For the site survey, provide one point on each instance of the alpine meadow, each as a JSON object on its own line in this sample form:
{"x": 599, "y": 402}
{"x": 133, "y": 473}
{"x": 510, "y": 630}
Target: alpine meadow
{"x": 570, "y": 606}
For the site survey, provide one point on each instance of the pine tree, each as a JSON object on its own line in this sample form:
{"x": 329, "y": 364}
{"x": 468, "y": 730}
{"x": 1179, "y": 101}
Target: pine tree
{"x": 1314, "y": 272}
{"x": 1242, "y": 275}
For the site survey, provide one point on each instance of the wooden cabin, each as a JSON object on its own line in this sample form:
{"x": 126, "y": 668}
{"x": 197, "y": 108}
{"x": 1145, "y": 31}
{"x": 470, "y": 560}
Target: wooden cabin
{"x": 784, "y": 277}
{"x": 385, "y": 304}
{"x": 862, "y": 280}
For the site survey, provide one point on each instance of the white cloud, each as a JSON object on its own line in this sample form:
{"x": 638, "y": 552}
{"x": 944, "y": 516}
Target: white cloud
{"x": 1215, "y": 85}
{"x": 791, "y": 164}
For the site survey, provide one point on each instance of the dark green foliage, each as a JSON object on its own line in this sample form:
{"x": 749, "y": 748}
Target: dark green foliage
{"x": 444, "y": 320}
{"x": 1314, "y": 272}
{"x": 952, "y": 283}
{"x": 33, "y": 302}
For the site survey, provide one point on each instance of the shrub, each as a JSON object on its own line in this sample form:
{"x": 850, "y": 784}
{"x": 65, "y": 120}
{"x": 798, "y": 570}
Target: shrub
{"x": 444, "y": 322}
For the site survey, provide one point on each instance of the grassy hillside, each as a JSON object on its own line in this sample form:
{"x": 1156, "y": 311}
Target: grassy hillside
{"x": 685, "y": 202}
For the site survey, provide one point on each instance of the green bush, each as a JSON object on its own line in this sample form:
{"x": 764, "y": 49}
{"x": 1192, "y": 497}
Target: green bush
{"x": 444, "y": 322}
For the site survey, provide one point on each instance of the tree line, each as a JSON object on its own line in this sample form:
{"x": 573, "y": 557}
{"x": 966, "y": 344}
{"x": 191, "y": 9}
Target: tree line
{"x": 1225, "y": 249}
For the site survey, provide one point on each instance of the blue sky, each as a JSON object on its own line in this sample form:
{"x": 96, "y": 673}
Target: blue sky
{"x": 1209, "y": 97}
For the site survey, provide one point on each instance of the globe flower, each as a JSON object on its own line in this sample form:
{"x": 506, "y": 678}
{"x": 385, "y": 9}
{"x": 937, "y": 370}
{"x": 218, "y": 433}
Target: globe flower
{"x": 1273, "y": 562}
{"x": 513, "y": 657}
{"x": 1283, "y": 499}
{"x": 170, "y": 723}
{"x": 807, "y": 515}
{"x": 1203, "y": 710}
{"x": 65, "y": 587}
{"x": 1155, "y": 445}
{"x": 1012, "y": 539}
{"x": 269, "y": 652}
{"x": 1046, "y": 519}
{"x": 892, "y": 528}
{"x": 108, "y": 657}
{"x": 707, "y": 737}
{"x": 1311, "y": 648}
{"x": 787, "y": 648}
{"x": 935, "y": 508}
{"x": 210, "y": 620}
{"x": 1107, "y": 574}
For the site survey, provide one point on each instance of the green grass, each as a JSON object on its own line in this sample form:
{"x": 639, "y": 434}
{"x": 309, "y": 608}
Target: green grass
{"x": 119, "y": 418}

****************************************

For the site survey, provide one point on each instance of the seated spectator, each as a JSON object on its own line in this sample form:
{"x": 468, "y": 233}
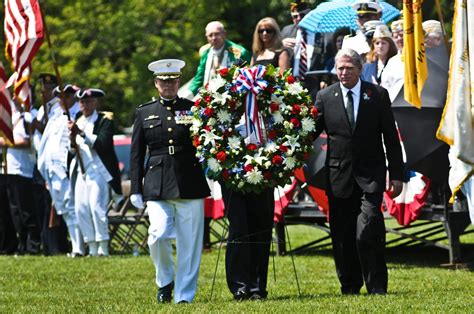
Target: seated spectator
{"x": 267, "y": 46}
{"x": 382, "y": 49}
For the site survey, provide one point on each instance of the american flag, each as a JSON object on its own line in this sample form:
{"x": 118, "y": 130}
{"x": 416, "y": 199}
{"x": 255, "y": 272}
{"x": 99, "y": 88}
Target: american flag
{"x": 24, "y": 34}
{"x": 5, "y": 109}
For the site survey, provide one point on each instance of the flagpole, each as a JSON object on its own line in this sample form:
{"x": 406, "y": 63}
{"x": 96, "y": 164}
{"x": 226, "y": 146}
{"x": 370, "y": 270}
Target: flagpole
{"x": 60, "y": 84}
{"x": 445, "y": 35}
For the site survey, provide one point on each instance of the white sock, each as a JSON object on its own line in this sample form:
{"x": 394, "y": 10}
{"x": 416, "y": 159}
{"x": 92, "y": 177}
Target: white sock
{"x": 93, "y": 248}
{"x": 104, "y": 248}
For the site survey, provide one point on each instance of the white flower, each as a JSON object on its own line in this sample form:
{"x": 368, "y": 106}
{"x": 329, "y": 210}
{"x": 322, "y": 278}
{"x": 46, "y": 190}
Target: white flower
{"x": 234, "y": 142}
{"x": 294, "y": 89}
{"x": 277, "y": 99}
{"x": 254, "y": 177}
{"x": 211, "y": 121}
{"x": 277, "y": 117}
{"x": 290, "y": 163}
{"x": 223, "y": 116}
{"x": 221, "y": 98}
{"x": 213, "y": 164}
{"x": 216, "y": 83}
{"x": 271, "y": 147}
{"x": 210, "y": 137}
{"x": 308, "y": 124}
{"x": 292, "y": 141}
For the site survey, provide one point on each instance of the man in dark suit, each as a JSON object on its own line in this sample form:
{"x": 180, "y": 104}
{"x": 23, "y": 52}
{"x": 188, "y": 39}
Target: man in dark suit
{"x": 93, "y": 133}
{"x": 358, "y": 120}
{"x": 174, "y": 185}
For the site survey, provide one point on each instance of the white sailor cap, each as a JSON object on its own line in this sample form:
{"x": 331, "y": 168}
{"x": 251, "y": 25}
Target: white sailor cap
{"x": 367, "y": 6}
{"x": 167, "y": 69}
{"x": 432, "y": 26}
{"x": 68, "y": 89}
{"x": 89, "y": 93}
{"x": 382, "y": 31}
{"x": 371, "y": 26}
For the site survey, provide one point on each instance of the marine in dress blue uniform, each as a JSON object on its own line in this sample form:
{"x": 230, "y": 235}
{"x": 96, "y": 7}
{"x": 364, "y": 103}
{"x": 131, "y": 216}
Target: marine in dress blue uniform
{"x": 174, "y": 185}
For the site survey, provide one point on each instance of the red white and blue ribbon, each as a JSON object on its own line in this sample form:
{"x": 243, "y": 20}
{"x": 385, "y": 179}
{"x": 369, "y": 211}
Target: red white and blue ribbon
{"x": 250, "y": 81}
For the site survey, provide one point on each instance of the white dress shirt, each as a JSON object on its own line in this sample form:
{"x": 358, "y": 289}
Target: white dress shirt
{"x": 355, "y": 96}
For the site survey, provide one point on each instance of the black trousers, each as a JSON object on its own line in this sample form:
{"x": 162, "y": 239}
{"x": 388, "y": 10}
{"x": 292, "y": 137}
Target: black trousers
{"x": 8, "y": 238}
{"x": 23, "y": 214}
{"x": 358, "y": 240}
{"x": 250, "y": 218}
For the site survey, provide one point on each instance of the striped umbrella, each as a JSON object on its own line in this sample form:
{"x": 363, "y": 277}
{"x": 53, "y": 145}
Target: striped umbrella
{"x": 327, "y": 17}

****************************************

TO DO: What you give back should be only the lines of the records above, starting at the line with "of the alpine" and ending at the line with "of the dark", restated word for word.

ANSWER TO THIS EXERCISE:
For the site survey, provide one point on each instance of the alpine meadow, each as a JSON object on its own line in this sample form:
{"x": 599, "y": 402}
{"x": 133, "y": 473}
{"x": 510, "y": 630}
Target: alpine meadow
{"x": 570, "y": 606}
For the site survey, provide one point on each instance of the pine tree, each as a JSON object on its own line in this sample form:
{"x": 329, "y": 364}
{"x": 468, "y": 730}
{"x": 1179, "y": 101}
Target: pine tree
{"x": 1314, "y": 272}
{"x": 1242, "y": 275}
For the site survey, provide one point on each instance of the wooden cabin, each as a JSON object on its own line in this sample form:
{"x": 126, "y": 668}
{"x": 197, "y": 108}
{"x": 1145, "y": 31}
{"x": 470, "y": 560}
Target: wooden cabin
{"x": 784, "y": 277}
{"x": 385, "y": 304}
{"x": 862, "y": 280}
For the site survey, provide one point on each instance of the white cloud, each as a JSON object on its own line in this sample form:
{"x": 638, "y": 552}
{"x": 944, "y": 516}
Target: white cloud
{"x": 1215, "y": 85}
{"x": 791, "y": 164}
For the site survey, provide one point on each instance of the dark green foliage, each as a JSON object on its own line in this sample form:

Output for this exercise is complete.